::: DATASET EXCERPTS
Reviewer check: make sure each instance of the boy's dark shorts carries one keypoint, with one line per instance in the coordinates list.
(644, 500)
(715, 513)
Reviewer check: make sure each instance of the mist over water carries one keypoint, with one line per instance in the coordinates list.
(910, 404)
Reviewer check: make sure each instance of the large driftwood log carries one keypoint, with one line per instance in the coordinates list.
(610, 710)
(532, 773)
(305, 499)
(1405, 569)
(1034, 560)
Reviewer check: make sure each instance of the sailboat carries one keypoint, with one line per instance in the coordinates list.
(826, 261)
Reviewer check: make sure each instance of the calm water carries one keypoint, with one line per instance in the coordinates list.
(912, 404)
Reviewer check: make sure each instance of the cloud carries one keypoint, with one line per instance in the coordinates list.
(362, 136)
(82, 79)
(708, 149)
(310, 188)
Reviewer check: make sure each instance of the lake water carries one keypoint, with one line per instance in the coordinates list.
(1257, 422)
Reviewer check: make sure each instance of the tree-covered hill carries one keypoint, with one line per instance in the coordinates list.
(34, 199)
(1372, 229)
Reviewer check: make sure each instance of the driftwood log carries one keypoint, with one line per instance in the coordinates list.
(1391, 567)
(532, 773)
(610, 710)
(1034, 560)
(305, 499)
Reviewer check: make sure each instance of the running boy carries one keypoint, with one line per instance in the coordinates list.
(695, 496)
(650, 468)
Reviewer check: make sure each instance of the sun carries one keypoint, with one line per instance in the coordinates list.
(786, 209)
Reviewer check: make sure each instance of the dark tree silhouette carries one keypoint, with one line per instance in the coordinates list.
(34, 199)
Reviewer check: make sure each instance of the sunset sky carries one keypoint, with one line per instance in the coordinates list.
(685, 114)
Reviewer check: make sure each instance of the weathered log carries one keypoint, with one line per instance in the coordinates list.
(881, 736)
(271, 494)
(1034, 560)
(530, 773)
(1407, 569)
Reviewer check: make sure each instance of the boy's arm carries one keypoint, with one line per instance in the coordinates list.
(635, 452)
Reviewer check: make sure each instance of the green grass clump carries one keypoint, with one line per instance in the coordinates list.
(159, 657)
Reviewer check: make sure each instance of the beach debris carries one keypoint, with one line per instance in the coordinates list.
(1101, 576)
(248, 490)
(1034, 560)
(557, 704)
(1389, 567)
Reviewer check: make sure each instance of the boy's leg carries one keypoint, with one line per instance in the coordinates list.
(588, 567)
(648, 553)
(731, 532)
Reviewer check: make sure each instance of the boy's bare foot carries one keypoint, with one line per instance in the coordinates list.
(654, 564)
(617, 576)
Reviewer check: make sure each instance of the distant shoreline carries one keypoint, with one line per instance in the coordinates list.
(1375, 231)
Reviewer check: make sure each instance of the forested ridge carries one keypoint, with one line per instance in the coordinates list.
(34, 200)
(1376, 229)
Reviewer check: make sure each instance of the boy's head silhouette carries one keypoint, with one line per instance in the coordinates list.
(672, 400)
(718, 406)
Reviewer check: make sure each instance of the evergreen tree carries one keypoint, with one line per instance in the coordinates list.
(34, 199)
::::::
● WRITTEN REQUEST:
Rescale the items starting with the line containing "Reviewer check: make sure each instance of the large" and going on through the line containing "(1257, 422)": write every line out again, check lines included and unchanged, with each point coordinate multiplied by 2.6 and rounded to a whole number, halves rounded up.

● COMPLETE OUTPUT:
Reviewer check: make sure each instance of the large driftwood log carries one keypoint, with one line per instance in the coordinates list.
(1586, 1846)
(1383, 2010)
(793, 1297)
(3653, 1479)
(2688, 1456)
Reviewer check: make sure each instance of the sailboat carries one keypoint, with one line per instance in the coordinates list.
(2148, 679)
Reviewer check: make sure each instance of the calm water carries one keypoint, with one line per instance in the coordinates list.
(2371, 1050)
Reviewer check: make sure each instance of the cloud carries one keypoint, with one line per instance in the coordinates list.
(941, 354)
(213, 205)
(1841, 387)
(806, 489)
Reviewer check: make sure each instance of the lake water carries one keypoint, with one line per instance in the coordinates list.
(3268, 1097)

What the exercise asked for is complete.